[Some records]

++++

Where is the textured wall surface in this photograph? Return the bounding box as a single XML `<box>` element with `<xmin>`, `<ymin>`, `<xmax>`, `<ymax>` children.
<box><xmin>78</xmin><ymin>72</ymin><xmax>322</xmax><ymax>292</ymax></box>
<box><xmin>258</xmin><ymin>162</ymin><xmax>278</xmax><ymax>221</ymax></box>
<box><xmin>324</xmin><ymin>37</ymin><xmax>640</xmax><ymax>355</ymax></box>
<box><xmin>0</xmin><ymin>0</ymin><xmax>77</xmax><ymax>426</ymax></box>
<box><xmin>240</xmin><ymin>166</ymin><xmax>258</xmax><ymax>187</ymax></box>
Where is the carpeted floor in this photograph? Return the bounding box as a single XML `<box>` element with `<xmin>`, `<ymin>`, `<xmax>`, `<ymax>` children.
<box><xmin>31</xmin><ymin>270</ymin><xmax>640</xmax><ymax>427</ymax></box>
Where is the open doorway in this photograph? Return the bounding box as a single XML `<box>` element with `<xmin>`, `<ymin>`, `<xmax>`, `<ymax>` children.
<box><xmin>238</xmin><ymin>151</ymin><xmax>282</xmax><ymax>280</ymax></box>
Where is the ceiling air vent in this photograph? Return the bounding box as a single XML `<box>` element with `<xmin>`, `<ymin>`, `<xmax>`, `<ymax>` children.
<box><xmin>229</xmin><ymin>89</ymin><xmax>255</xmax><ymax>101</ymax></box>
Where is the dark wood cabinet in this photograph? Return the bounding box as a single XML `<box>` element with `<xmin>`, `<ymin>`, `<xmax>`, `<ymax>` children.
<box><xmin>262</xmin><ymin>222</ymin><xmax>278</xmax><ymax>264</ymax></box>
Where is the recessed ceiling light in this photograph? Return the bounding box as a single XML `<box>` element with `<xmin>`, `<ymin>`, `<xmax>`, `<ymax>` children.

++++

Set down every line of the listing above, reproducing each one character for character.

Where is the textured wall surface in this photograph? Return the bounding box as a single XML `<box>` element with `<xmin>`, `<ymin>`, `<xmax>`, `<ymax>` children.
<box><xmin>78</xmin><ymin>72</ymin><xmax>322</xmax><ymax>292</ymax></box>
<box><xmin>258</xmin><ymin>162</ymin><xmax>278</xmax><ymax>221</ymax></box>
<box><xmin>324</xmin><ymin>37</ymin><xmax>640</xmax><ymax>355</ymax></box>
<box><xmin>0</xmin><ymin>0</ymin><xmax>77</xmax><ymax>426</ymax></box>
<box><xmin>240</xmin><ymin>166</ymin><xmax>258</xmax><ymax>187</ymax></box>
Where is the carpeted floor in this photograph? Return the bounding box as a single XML `<box>` element with `<xmin>`, `<ymin>`, `<xmax>`, `<ymax>` children.
<box><xmin>31</xmin><ymin>270</ymin><xmax>640</xmax><ymax>427</ymax></box>
Where is the open doorway in this photograph? Return the bounding box as a single XML `<box>` element with `<xmin>`, `<ymin>`, `<xmax>`, `<ymax>` children.
<box><xmin>238</xmin><ymin>151</ymin><xmax>282</xmax><ymax>280</ymax></box>
Where is the ceiling air vent in this photograph? Return the bounding box as a single XML `<box>` element with `<xmin>`, `<ymin>`, `<xmax>`, `<ymax>` children.
<box><xmin>229</xmin><ymin>89</ymin><xmax>255</xmax><ymax>101</ymax></box>
Where is the dark wood cabinet in this photograph? Return the bounding box as a single XML `<box>` element with `<xmin>`, `<ymin>`, `<xmax>`, `<ymax>` children.
<box><xmin>262</xmin><ymin>222</ymin><xmax>278</xmax><ymax>264</ymax></box>
Where is the recessed ceiling light in this photograph? Return the bounding box as a single XML `<box>` element with `<xmin>`, `<ymin>`, `<xmax>`, `<ymax>` children.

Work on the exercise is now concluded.